[Point annotation data]
========

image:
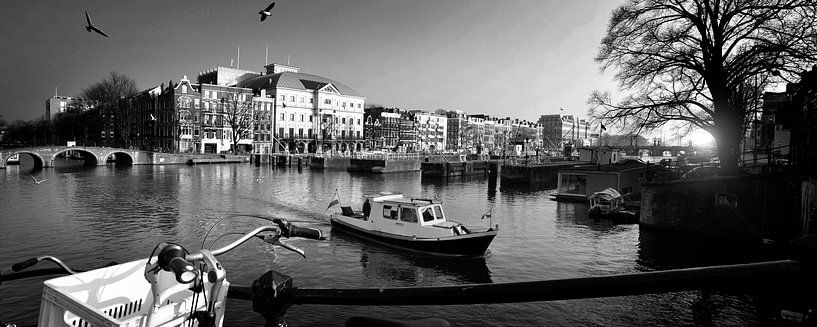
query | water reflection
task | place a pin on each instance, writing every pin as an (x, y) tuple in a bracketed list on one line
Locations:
[(386, 267), (661, 250)]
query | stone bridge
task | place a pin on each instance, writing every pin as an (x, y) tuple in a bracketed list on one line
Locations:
[(94, 156)]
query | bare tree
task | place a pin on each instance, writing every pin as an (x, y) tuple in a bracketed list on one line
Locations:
[(238, 116), (105, 96), (703, 63)]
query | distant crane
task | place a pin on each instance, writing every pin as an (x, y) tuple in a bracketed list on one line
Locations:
[(266, 12), (91, 27)]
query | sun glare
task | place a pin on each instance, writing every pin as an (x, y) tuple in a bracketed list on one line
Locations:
[(700, 138)]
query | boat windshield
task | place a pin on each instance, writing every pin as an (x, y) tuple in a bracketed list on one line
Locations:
[(427, 213), (438, 211), (408, 214), (432, 212)]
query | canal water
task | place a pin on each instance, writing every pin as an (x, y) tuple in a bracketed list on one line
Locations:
[(89, 216)]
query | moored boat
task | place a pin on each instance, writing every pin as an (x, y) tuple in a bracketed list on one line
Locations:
[(609, 204), (412, 224)]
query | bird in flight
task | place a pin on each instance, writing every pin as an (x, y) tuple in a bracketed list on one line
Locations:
[(266, 12), (38, 181), (91, 27)]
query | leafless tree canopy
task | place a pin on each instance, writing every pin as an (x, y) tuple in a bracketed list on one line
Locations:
[(238, 116), (701, 62)]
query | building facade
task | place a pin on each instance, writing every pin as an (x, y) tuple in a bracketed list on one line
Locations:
[(561, 129), (311, 113), (59, 104), (191, 118), (432, 130), (381, 128)]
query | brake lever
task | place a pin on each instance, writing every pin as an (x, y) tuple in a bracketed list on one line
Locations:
[(290, 247), (275, 239)]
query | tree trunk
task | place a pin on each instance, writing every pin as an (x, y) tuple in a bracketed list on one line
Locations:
[(727, 134)]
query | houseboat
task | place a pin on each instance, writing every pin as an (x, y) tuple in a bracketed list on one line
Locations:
[(419, 225), (609, 204), (14, 159), (580, 182)]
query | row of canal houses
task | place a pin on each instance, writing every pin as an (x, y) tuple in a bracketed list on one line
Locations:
[(284, 110)]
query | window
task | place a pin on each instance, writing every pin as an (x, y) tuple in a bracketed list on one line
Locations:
[(438, 211), (388, 213), (408, 215), (575, 184), (427, 215)]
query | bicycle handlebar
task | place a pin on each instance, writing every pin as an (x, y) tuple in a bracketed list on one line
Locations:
[(25, 264), (305, 232), (286, 229), (33, 261)]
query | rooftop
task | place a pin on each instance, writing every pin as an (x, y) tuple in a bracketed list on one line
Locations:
[(297, 81)]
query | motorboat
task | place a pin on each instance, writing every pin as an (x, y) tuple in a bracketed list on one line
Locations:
[(610, 204), (413, 224)]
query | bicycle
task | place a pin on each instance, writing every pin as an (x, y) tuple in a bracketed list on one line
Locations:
[(172, 288)]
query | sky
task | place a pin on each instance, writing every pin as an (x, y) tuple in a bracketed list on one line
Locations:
[(518, 59)]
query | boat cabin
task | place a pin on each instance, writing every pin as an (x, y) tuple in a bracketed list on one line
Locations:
[(392, 213), (580, 182)]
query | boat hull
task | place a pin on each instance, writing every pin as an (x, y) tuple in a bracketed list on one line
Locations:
[(474, 244)]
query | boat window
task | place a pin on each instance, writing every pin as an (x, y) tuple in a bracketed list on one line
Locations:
[(427, 214), (438, 211), (388, 213), (575, 184), (408, 215)]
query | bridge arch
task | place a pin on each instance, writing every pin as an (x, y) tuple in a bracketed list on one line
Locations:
[(39, 163), (89, 157), (119, 158)]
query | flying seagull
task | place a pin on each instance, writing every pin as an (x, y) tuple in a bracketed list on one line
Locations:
[(38, 181), (265, 13), (91, 27)]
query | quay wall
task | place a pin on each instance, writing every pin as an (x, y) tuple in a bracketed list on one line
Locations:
[(384, 166), (748, 208), (456, 168), (330, 163), (534, 174)]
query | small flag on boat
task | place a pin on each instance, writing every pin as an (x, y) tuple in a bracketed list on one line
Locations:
[(335, 201), (487, 213)]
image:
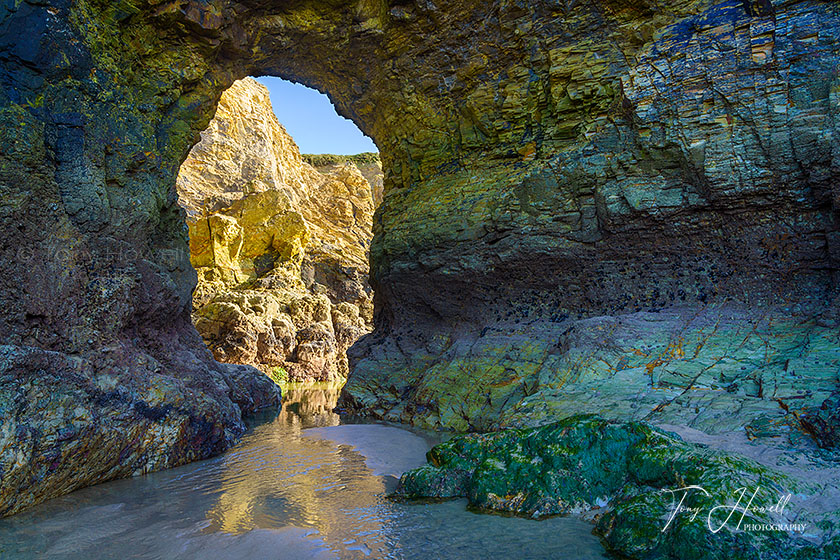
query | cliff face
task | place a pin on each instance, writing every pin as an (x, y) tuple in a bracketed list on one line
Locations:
[(576, 194), (281, 249)]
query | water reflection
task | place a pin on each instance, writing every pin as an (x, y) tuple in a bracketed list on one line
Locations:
[(285, 491), (310, 405)]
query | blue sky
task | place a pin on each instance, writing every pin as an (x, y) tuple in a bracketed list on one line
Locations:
[(310, 118)]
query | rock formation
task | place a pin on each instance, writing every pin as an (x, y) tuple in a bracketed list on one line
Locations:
[(281, 249), (564, 181)]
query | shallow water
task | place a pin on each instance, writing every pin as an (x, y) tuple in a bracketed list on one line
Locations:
[(298, 485)]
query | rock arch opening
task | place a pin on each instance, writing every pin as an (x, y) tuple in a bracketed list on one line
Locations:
[(557, 173), (280, 241)]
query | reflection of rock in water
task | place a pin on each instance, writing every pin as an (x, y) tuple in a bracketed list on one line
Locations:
[(310, 405), (281, 477)]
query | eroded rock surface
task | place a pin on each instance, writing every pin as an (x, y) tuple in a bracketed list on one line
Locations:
[(280, 248), (633, 479)]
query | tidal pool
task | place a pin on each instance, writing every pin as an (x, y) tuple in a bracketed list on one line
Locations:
[(300, 484)]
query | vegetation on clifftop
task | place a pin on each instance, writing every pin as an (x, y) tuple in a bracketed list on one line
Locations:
[(319, 160)]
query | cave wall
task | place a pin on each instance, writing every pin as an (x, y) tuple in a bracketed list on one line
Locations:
[(545, 161)]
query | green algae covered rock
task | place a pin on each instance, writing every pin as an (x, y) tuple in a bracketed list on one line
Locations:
[(653, 494)]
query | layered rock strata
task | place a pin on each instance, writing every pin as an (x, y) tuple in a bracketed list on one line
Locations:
[(546, 163), (280, 248)]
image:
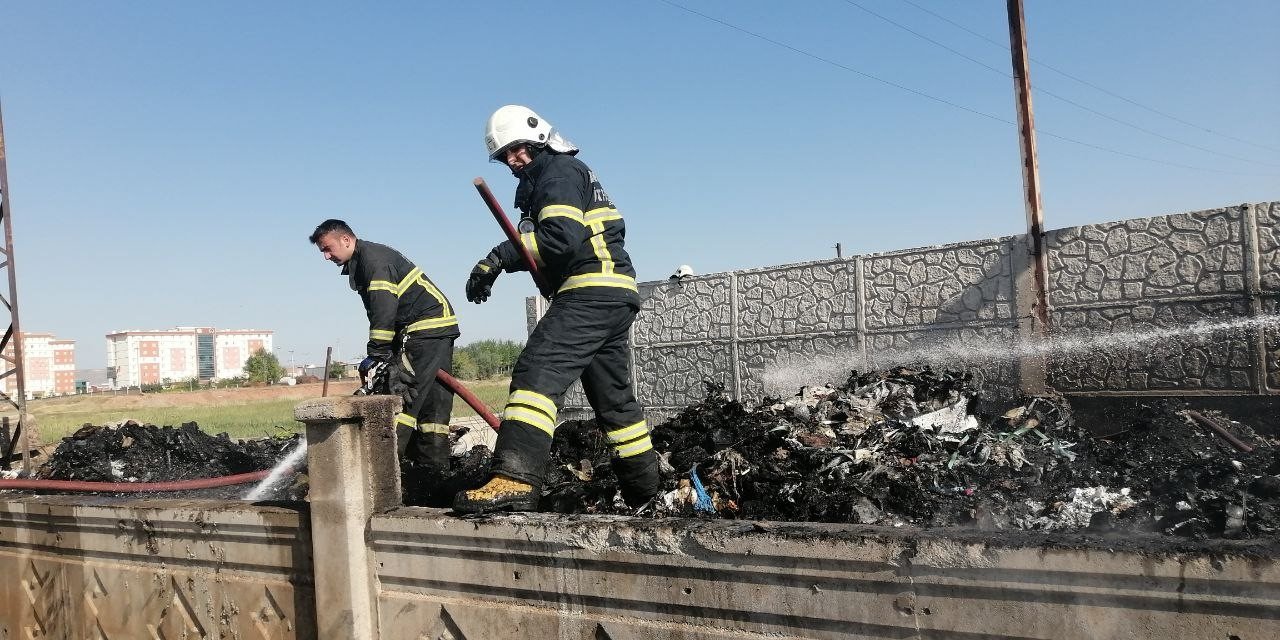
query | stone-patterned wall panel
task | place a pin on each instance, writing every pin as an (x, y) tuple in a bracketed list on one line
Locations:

========

§ **The request**: Retype everything from the line containing "query | bridge arch" down to the line containing "[(335, 201), (487, 213)]" in this listing, keeping both of those lines.

§ **Exercise answer**:
query | bridge arch
task | place a pin on each instance, writing every pin as an (x, y) tuple in a bracketed list on one line
Locations:
[(39, 163), (89, 157), (119, 158)]
query | flying seagull
task | place a pin on each instance, writing every pin as an (x, y) tuple in a bracketed list on one line
Locations:
[(38, 181), (265, 13), (91, 27)]
query | quay wall
task | place a pin on each instance, writing every pin as an (x, y) tuple in a bracketed list on one line
Locations:
[(384, 166), (748, 208), (456, 168), (330, 163), (534, 174)]
query | small flag on boat
task | place a pin on each instance, writing every pin as an (x, y) tuple in a bracketed list on one line
Locations:
[(335, 201), (487, 213)]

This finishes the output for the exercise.